- [THE EXERCISE]
Reproduce the records from the line containing "Fact-check this for me: the door casing" through the end of the records, replacing "casing trim" with "molding" and leaving everything else unchanged.
>> START
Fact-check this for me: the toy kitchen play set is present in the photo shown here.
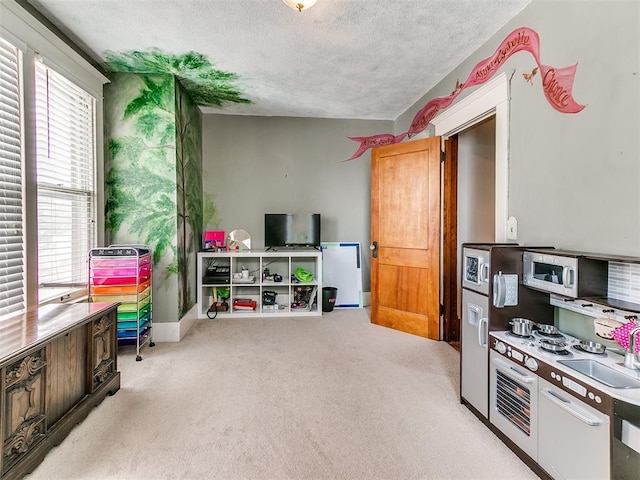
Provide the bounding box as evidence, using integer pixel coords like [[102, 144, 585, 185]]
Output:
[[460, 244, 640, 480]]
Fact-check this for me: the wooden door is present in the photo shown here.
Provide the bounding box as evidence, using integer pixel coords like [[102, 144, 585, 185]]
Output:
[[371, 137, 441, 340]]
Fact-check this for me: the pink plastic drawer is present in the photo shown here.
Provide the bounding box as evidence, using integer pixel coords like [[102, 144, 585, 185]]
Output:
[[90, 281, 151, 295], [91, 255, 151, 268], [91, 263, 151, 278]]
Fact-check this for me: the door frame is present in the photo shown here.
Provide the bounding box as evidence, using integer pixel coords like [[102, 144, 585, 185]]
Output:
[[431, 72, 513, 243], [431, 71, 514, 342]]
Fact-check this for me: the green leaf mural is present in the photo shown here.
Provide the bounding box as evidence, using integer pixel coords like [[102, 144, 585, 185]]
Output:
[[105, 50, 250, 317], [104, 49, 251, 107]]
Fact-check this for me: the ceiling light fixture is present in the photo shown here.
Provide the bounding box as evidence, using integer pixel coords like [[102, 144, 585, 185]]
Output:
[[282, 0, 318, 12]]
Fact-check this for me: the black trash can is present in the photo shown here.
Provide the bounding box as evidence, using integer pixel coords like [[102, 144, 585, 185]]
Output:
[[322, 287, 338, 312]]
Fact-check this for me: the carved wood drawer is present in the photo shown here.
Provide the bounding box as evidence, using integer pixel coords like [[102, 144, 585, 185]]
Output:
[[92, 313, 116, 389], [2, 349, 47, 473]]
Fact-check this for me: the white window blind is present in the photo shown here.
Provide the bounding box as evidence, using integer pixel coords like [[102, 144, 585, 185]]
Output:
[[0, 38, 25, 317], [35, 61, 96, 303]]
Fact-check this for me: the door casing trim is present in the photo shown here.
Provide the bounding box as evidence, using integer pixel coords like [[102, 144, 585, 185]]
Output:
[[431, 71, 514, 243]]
>> END
- [ANSWER]
Fact-check this for me: the door molding is present in the photo shown here.
Provide the bounding box as evidence, using integer pixel coords like [[102, 144, 585, 185]]
Output:
[[431, 71, 514, 243]]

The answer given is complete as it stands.